=== Supplied records ===

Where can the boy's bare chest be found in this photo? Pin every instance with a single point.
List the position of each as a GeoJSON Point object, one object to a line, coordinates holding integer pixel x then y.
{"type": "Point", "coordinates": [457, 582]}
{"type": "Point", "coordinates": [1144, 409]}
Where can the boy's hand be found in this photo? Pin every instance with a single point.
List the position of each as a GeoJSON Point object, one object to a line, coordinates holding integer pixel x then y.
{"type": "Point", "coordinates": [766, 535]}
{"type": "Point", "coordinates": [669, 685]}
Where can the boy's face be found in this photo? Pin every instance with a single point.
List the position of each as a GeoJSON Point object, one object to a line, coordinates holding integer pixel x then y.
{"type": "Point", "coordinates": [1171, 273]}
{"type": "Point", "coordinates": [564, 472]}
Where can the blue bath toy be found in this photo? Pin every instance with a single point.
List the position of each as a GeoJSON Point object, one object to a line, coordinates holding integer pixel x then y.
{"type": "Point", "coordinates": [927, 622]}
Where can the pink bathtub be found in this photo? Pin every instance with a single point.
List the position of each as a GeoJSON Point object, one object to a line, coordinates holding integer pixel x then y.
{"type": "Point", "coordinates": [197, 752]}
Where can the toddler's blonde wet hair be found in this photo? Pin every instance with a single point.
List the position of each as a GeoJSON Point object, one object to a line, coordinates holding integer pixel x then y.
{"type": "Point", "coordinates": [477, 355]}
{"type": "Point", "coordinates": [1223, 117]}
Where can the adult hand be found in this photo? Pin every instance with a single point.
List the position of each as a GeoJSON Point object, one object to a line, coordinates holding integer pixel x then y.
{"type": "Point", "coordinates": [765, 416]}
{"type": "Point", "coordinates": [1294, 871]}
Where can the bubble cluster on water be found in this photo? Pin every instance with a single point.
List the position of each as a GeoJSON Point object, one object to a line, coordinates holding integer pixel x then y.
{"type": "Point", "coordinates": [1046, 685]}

===

* **What the exercise asks**: Can you quote every line of the data above word for word?

* **Solution to the problem**:
Where can the boy's bare chest be found in this photo? Pin every instance with a single point.
List the position of each as a GeoJSON Point object, one object to a line, coordinates holding integer pixel x then y.
{"type": "Point", "coordinates": [457, 582]}
{"type": "Point", "coordinates": [1144, 409]}
Where can the boy's hand be found in this photo? Pin every instance with a single point.
List the position of each as a GeoJSON Point object, one object to a line, coordinates holding integer pixel x then y.
{"type": "Point", "coordinates": [766, 535]}
{"type": "Point", "coordinates": [669, 685]}
Where can the boy's face be found in this photo? Pin every instance with a single point.
List the position of each as a GeoJSON Point object, one object to a line, coordinates holding integer pixel x then y.
{"type": "Point", "coordinates": [1171, 273]}
{"type": "Point", "coordinates": [564, 472]}
Where can the blue bath toy be found in this photo? Pin every instance with a single point.
List the position of each as a GeoJSON Point object, one object to a line, coordinates holding integer pixel x then y.
{"type": "Point", "coordinates": [927, 622]}
Where can the pink bathtub be found in this photo? Pin every instance with a single point.
List the position of each as a GeoJSON Point object, one object to a line, coordinates holding integer pixel x then y.
{"type": "Point", "coordinates": [197, 752]}
Where can the toddler's blonde wet hair be found in this photo? Pin every instance with a single point.
List the position of each as a GeoJSON Point object, one object to a line, coordinates holding integer pixel x then y.
{"type": "Point", "coordinates": [477, 355]}
{"type": "Point", "coordinates": [1223, 117]}
Where can the adult hand be found in this photo? Pin every instance with a single point.
List the position of each as a GeoJSON Point object, one object to a line, coordinates holding integer pixel x then y.
{"type": "Point", "coordinates": [765, 416]}
{"type": "Point", "coordinates": [1294, 871]}
Where can the bubble cluster on water be found in this photo? Pin every instance with a single point.
List the position of each as a GeoJSON Point object, one object to a line, coordinates holding integer pixel x then y.
{"type": "Point", "coordinates": [1046, 685]}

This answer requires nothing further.